▶ **Instructions to follow**: Reproduce every line of the items below without changing anything.

[Stored items]
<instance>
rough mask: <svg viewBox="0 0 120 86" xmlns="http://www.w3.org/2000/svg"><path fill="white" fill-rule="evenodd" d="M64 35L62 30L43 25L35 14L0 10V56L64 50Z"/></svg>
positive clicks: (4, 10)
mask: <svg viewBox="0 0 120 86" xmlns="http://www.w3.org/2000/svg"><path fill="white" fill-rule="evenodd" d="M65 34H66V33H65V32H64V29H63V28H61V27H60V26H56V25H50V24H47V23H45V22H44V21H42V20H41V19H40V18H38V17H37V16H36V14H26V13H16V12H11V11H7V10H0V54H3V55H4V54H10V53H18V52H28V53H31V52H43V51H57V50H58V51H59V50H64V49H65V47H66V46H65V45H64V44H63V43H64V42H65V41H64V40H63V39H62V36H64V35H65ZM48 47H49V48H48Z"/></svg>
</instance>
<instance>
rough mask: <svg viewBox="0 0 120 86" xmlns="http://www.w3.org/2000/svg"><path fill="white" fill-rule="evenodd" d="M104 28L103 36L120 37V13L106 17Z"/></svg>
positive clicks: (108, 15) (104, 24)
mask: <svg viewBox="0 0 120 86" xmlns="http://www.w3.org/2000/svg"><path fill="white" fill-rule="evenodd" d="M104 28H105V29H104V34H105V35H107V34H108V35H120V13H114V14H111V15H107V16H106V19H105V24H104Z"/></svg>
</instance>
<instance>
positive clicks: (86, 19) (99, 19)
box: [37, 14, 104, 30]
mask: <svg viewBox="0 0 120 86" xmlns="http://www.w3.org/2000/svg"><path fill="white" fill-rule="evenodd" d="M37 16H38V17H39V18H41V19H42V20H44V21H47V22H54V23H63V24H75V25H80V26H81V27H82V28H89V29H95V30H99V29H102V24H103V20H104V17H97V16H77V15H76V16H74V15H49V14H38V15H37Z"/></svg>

▶ **Answer section**:
<instance>
rough mask: <svg viewBox="0 0 120 86" xmlns="http://www.w3.org/2000/svg"><path fill="white" fill-rule="evenodd" d="M64 35L62 30L43 25L35 14L0 10V56L64 50Z"/></svg>
positive clicks: (4, 10)
mask: <svg viewBox="0 0 120 86" xmlns="http://www.w3.org/2000/svg"><path fill="white" fill-rule="evenodd" d="M65 34H66V33H65V32H64V29H63V28H61V27H60V26H56V25H50V24H47V23H45V22H44V21H42V20H41V19H40V18H38V17H37V16H36V14H26V13H16V12H11V11H7V10H0V54H3V55H4V54H10V53H18V52H28V53H31V52H43V51H57V50H58V51H59V50H64V49H65V47H66V46H65V45H64V44H63V43H64V42H65V41H64V40H63V39H62V36H64V35H65ZM48 47H49V48H48Z"/></svg>
</instance>
<instance>
rough mask: <svg viewBox="0 0 120 86" xmlns="http://www.w3.org/2000/svg"><path fill="white" fill-rule="evenodd" d="M104 28L103 36L120 37V13L106 17Z"/></svg>
positive clicks: (108, 15) (104, 24)
mask: <svg viewBox="0 0 120 86" xmlns="http://www.w3.org/2000/svg"><path fill="white" fill-rule="evenodd" d="M104 28H105V29H104V34H105V35H107V34H108V35H120V13H114V14H111V15H107V16H106V19H105V24H104Z"/></svg>
</instance>
<instance>
positive clicks: (86, 19) (99, 19)
box: [37, 14, 104, 30]
mask: <svg viewBox="0 0 120 86" xmlns="http://www.w3.org/2000/svg"><path fill="white" fill-rule="evenodd" d="M37 16H38V17H39V18H41V19H42V20H44V21H47V22H54V23H63V24H75V25H80V26H81V27H82V28H89V29H95V30H99V29H102V24H103V20H104V17H97V16H77V15H76V16H74V15H49V14H38V15H37Z"/></svg>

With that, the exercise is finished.